**Activity:** Could you repeat the records shown below exactly as written?

**Provided entries:**
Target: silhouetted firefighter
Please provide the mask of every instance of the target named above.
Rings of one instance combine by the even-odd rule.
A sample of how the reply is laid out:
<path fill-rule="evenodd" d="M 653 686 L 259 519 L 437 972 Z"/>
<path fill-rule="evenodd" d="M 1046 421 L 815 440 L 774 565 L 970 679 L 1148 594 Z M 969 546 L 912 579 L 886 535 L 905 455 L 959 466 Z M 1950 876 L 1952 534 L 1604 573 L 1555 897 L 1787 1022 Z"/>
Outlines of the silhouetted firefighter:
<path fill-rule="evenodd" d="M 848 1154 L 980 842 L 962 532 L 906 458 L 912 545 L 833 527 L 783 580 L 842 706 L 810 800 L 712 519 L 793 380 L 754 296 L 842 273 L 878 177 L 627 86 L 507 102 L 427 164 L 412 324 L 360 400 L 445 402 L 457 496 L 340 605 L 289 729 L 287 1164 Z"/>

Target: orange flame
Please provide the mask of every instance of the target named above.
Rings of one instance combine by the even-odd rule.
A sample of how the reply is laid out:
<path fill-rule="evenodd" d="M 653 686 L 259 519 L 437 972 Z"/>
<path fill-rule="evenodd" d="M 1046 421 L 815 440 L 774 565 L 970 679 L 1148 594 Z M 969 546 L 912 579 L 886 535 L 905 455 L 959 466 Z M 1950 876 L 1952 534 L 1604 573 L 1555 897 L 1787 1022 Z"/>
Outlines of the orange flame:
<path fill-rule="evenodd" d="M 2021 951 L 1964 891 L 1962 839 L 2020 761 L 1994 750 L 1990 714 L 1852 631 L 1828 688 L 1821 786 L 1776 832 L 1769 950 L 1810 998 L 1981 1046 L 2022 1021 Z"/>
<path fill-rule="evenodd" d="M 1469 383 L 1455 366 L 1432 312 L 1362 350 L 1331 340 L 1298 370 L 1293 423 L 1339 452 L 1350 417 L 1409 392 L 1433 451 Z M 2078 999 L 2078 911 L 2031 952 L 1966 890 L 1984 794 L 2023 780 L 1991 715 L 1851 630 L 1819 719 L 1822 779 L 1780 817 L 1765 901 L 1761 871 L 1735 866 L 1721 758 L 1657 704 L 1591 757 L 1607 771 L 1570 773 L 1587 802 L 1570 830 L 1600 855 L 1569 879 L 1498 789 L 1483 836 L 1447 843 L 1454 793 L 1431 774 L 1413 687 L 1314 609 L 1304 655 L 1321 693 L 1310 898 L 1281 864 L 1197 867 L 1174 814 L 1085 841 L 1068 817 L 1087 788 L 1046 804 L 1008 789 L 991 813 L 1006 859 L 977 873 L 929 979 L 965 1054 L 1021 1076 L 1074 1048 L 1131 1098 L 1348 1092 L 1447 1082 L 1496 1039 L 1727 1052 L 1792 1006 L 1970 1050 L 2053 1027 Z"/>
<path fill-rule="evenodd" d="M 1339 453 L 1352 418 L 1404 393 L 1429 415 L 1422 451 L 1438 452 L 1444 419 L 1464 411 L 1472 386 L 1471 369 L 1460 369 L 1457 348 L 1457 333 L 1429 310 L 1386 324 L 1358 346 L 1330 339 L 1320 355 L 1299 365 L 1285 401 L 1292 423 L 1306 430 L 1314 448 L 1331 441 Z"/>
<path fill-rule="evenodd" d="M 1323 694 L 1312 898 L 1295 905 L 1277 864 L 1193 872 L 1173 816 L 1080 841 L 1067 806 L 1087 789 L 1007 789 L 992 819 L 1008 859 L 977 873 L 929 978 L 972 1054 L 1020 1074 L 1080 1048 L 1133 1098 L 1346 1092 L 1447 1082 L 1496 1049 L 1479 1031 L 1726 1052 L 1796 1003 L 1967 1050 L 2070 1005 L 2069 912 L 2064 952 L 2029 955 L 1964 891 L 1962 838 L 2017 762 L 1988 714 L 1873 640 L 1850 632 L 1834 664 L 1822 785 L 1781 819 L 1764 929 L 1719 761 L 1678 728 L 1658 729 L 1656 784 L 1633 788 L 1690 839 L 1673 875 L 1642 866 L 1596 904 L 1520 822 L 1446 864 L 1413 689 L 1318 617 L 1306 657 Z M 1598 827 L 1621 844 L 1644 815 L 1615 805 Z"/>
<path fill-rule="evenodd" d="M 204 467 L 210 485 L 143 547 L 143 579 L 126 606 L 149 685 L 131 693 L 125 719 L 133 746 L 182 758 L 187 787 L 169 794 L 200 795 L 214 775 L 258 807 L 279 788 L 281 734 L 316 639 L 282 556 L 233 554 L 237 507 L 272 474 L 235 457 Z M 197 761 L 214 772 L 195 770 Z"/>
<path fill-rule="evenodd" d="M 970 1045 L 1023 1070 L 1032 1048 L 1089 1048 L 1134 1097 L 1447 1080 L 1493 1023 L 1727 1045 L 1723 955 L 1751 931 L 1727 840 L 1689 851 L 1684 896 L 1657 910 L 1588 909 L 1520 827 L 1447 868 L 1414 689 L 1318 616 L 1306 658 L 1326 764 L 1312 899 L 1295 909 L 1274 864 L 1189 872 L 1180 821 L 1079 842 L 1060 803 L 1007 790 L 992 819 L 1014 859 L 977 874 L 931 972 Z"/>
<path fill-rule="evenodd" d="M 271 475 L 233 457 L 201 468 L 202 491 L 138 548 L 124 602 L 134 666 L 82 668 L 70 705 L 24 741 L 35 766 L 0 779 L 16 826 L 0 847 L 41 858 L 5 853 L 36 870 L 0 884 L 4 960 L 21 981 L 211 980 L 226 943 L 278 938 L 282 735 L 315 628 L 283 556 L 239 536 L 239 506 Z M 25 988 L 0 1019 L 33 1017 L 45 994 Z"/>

**Task answer:**
Target: silhouetted firefighter
Please provide the mask of every instance of the target named above.
Rings of one instance combine by the even-odd rule.
A sample of how the reply is laid out:
<path fill-rule="evenodd" d="M 653 686 L 259 519 L 437 972 Z"/>
<path fill-rule="evenodd" d="M 1046 421 L 815 440 L 774 565 L 970 679 L 1148 594 Z M 969 546 L 912 579 L 886 535 L 905 455 L 959 466 Z M 1950 876 L 1952 534 L 1604 573 L 1555 897 L 1787 1022 Z"/>
Outlines of the silhouetted firefighter:
<path fill-rule="evenodd" d="M 848 1154 L 980 842 L 962 532 L 906 458 L 912 545 L 833 527 L 783 580 L 842 706 L 810 800 L 712 519 L 793 380 L 754 296 L 842 273 L 878 177 L 627 86 L 507 102 L 427 164 L 412 324 L 360 400 L 445 402 L 457 496 L 340 605 L 289 729 L 287 1164 Z"/>

Target: orange flame
Please provide the mask of every instance of the target named above.
Rings of one instance combine by the even-odd rule.
A sample of how the reply is laid out:
<path fill-rule="evenodd" d="M 653 686 L 259 519 L 437 972 Z"/>
<path fill-rule="evenodd" d="M 1046 421 L 815 440 L 774 565 L 970 679 L 1148 594 Z M 969 546 L 912 579 L 886 535 L 905 455 L 959 466 Z M 1950 876 L 1952 534 L 1604 573 L 1555 897 L 1787 1022 Z"/>
Outlines of the orange flame:
<path fill-rule="evenodd" d="M 2021 951 L 1964 891 L 1962 839 L 2020 761 L 1994 750 L 1990 714 L 1852 631 L 1828 688 L 1821 786 L 1776 832 L 1769 950 L 1810 998 L 1981 1046 L 2022 1021 Z"/>
<path fill-rule="evenodd" d="M 1469 383 L 1455 366 L 1432 312 L 1362 350 L 1331 340 L 1298 370 L 1293 423 L 1339 452 L 1350 417 L 1409 392 L 1433 451 Z M 2078 999 L 2078 911 L 2031 952 L 1966 890 L 1984 794 L 2023 780 L 1991 715 L 1851 630 L 1819 719 L 1822 779 L 1780 817 L 1765 901 L 1761 871 L 1735 866 L 1721 758 L 1657 704 L 1591 757 L 1607 771 L 1570 773 L 1587 802 L 1570 830 L 1600 855 L 1569 879 L 1498 789 L 1483 836 L 1447 843 L 1454 793 L 1431 774 L 1413 687 L 1314 609 L 1304 655 L 1321 693 L 1310 898 L 1281 864 L 1197 867 L 1174 814 L 1085 841 L 1068 817 L 1087 788 L 1046 804 L 1008 789 L 991 813 L 1006 859 L 977 873 L 929 979 L 965 1054 L 1021 1076 L 1074 1048 L 1131 1098 L 1348 1092 L 1447 1082 L 1496 1039 L 1727 1052 L 1792 1006 L 1970 1050 L 2053 1027 Z"/>
<path fill-rule="evenodd" d="M 1339 453 L 1352 418 L 1404 393 L 1429 415 L 1422 451 L 1438 452 L 1444 419 L 1464 411 L 1472 386 L 1471 369 L 1460 369 L 1457 348 L 1457 333 L 1429 310 L 1386 324 L 1358 346 L 1330 339 L 1320 355 L 1299 365 L 1285 401 L 1292 423 L 1306 430 L 1314 448 L 1331 441 Z"/>
<path fill-rule="evenodd" d="M 1323 694 L 1312 898 L 1295 905 L 1277 864 L 1193 872 L 1173 816 L 1080 841 L 1067 806 L 1087 789 L 1007 789 L 992 819 L 1008 859 L 977 873 L 929 978 L 972 1054 L 1020 1074 L 1080 1048 L 1133 1098 L 1346 1092 L 1447 1082 L 1496 1049 L 1479 1031 L 1726 1052 L 1796 1003 L 1967 1050 L 2070 1005 L 2069 912 L 2064 952 L 2029 955 L 1964 891 L 1962 838 L 2017 762 L 1988 714 L 1873 640 L 1850 632 L 1834 664 L 1822 785 L 1781 819 L 1764 929 L 1719 761 L 1678 728 L 1658 729 L 1656 784 L 1633 788 L 1690 839 L 1673 875 L 1642 866 L 1596 904 L 1520 822 L 1446 864 L 1413 689 L 1318 617 L 1306 657 Z M 1598 827 L 1621 844 L 1644 815 L 1615 805 Z"/>
<path fill-rule="evenodd" d="M 204 467 L 210 485 L 143 547 L 143 579 L 126 606 L 149 685 L 131 693 L 125 719 L 133 746 L 182 758 L 187 787 L 169 794 L 200 795 L 214 775 L 258 807 L 279 788 L 281 734 L 316 639 L 282 556 L 233 554 L 237 507 L 272 474 L 235 457 Z M 197 761 L 214 772 L 195 770 Z"/>
<path fill-rule="evenodd" d="M 970 1045 L 1023 1070 L 1032 1048 L 1089 1048 L 1134 1097 L 1447 1080 L 1493 1023 L 1727 1045 L 1723 955 L 1751 931 L 1727 840 L 1689 851 L 1684 896 L 1657 910 L 1588 909 L 1520 827 L 1447 868 L 1414 689 L 1318 616 L 1306 658 L 1326 764 L 1312 899 L 1295 909 L 1274 864 L 1189 872 L 1180 821 L 1079 842 L 1060 803 L 1007 790 L 992 819 L 1014 859 L 977 874 L 931 972 Z"/>
<path fill-rule="evenodd" d="M 271 475 L 233 457 L 201 468 L 202 491 L 138 548 L 124 602 L 134 666 L 82 668 L 70 705 L 24 741 L 35 766 L 0 779 L 16 826 L 0 847 L 41 858 L 5 853 L 36 870 L 0 884 L 4 960 L 21 981 L 211 980 L 226 943 L 278 938 L 282 735 L 315 628 L 283 556 L 239 536 L 239 506 Z M 25 988 L 0 1019 L 33 1017 L 45 994 Z"/>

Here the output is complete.